(EXERCISE OBJECTIVE):
The full set of entries below should be transcribed exactly.

(RECORD EXCERPTS):
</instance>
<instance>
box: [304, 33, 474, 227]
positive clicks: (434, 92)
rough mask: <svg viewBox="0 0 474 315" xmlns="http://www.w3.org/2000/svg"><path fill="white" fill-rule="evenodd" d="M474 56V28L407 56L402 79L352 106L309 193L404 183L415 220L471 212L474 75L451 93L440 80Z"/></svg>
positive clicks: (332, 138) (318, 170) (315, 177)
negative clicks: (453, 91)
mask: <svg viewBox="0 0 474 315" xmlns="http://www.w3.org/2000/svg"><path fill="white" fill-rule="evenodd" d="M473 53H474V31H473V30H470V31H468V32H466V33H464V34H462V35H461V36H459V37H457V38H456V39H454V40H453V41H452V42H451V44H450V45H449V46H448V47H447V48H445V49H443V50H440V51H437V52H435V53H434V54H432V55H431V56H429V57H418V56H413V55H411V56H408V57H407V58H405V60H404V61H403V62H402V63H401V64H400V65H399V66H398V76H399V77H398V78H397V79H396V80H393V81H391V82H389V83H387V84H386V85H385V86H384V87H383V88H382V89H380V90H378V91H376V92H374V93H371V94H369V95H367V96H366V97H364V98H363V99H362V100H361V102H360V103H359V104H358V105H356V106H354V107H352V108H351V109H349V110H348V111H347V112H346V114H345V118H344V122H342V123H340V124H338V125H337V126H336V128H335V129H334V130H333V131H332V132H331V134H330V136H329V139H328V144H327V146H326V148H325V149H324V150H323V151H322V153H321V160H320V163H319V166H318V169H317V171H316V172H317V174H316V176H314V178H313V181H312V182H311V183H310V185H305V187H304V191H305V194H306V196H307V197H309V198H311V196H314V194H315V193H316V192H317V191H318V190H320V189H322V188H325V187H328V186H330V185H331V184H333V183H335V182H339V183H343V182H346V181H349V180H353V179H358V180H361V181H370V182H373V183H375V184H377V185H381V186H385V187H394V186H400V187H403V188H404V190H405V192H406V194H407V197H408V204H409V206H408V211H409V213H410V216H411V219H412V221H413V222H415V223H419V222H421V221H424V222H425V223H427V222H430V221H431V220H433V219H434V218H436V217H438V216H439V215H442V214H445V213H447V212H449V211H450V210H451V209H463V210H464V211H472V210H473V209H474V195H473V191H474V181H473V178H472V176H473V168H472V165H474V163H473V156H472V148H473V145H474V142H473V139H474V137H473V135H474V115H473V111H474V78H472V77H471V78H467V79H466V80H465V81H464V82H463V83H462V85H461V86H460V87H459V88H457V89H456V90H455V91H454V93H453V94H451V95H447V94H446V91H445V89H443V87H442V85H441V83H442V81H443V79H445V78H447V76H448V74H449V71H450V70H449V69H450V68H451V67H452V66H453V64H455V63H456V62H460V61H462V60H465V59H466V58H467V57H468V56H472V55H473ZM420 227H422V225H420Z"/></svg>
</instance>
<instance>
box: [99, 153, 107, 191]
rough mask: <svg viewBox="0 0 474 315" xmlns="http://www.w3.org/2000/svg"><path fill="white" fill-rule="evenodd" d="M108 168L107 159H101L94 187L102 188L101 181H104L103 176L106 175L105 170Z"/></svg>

(EXERCISE OUTPUT):
</instance>
<instance>
box: [304, 33, 474, 227]
positive clicks: (434, 92)
rough mask: <svg viewBox="0 0 474 315" xmlns="http://www.w3.org/2000/svg"><path fill="white" fill-rule="evenodd" d="M474 56V28L407 56L402 79L352 106L309 193L404 183L415 220L471 212L474 75L451 93L440 80Z"/></svg>
positive clicks: (332, 138) (318, 170) (315, 177)
negative clicks: (453, 91)
mask: <svg viewBox="0 0 474 315" xmlns="http://www.w3.org/2000/svg"><path fill="white" fill-rule="evenodd" d="M473 53H474V31H473V30H470V31H468V32H466V33H464V34H462V35H461V36H459V37H457V38H456V39H454V40H453V41H452V42H451V44H450V45H449V46H448V47H447V48H445V49H443V50H440V51H437V52H435V53H434V54H432V55H431V56H429V57H418V56H413V55H411V56H408V57H407V58H405V60H404V61H403V62H402V63H401V64H400V65H399V66H398V76H399V77H398V78H397V79H396V80H393V81H391V82H389V83H387V84H386V85H385V86H384V87H383V88H382V89H380V90H378V91H376V92H374V93H371V94H369V95H367V96H366V97H364V98H363V99H362V100H361V102H360V103H359V104H358V105H356V106H354V107H352V108H351V109H349V110H348V111H347V112H346V114H345V118H344V122H342V123H340V124H338V125H337V126H336V128H335V129H334V130H333V131H332V132H331V134H330V136H329V139H328V144H327V146H326V148H325V149H324V150H323V151H322V153H321V160H320V163H319V166H318V169H317V171H316V172H317V174H316V176H314V178H313V181H312V182H311V183H310V185H305V187H304V191H305V194H306V196H307V197H309V198H311V196H314V194H315V193H316V192H317V191H318V190H320V189H322V188H325V187H328V186H330V185H331V184H333V183H335V182H339V183H343V182H346V181H349V180H353V179H358V180H361V181H370V182H373V183H375V184H377V185H381V186H385V187H394V186H400V187H403V188H404V190H405V192H406V194H407V197H408V204H409V206H408V211H409V213H410V216H411V219H412V221H413V222H415V223H419V222H421V221H424V222H425V223H427V222H430V221H431V220H433V219H434V218H436V217H438V216H439V215H442V214H445V213H447V212H449V211H450V210H451V209H463V210H464V211H472V210H473V209H474V195H473V191H474V181H473V178H472V176H473V168H472V165H474V163H473V156H472V148H473V145H474V142H473V139H474V137H473V135H474V115H473V111H474V78H472V77H471V78H467V79H466V80H465V81H464V82H463V83H462V85H461V86H460V87H459V88H457V89H456V90H455V91H454V93H453V94H451V95H447V94H446V91H445V89H443V87H442V85H441V83H442V81H443V79H445V78H447V76H448V74H449V71H450V70H449V69H450V68H451V67H452V66H453V64H455V63H456V62H460V61H462V60H465V59H466V58H467V57H468V56H472V55H473ZM420 227H422V225H420Z"/></svg>
</instance>
<instance>
box: [99, 153, 107, 191]
rough mask: <svg viewBox="0 0 474 315" xmlns="http://www.w3.org/2000/svg"><path fill="white" fill-rule="evenodd" d="M108 168L107 159H101L94 187L102 188L101 181H104L103 176L106 175L105 170Z"/></svg>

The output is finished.